▸ **Aim of the task**
Copy out the records from the line containing "example: [865, 629]" through the end, reproducing each line without any change.

-- begin --

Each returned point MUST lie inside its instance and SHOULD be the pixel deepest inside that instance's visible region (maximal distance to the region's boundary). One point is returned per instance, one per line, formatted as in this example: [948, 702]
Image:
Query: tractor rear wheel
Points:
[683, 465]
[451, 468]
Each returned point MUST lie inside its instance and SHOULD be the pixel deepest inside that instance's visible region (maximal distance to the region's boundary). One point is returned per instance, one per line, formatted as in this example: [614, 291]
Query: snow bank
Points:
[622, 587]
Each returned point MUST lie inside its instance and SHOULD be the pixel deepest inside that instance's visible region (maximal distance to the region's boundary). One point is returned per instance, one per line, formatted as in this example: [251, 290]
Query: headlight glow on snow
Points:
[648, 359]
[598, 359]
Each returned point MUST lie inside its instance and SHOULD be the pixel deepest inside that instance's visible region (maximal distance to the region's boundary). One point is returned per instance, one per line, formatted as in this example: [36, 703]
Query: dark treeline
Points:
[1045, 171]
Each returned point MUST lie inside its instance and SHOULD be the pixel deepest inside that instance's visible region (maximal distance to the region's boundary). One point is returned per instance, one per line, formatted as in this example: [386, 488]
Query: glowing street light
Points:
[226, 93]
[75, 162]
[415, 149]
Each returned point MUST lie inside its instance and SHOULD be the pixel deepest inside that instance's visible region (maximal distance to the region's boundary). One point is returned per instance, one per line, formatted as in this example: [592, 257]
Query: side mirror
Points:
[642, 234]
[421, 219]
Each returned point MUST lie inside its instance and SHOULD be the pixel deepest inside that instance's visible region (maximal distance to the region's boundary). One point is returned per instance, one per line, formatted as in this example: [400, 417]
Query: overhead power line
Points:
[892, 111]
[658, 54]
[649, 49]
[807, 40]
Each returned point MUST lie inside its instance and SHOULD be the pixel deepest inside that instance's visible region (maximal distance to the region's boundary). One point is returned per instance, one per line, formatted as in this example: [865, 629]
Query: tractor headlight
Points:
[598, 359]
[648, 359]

-- end --

▸ **Reply to the task**
Each returned point MUST lie inside its instance and SHOULD be the pixel deepest inside that instance's visible region (maximal distance to the region's boundary). One point is returned per instance, one per line, formatted as in this example: [865, 629]
Query: tractor headlight
Points:
[598, 359]
[648, 359]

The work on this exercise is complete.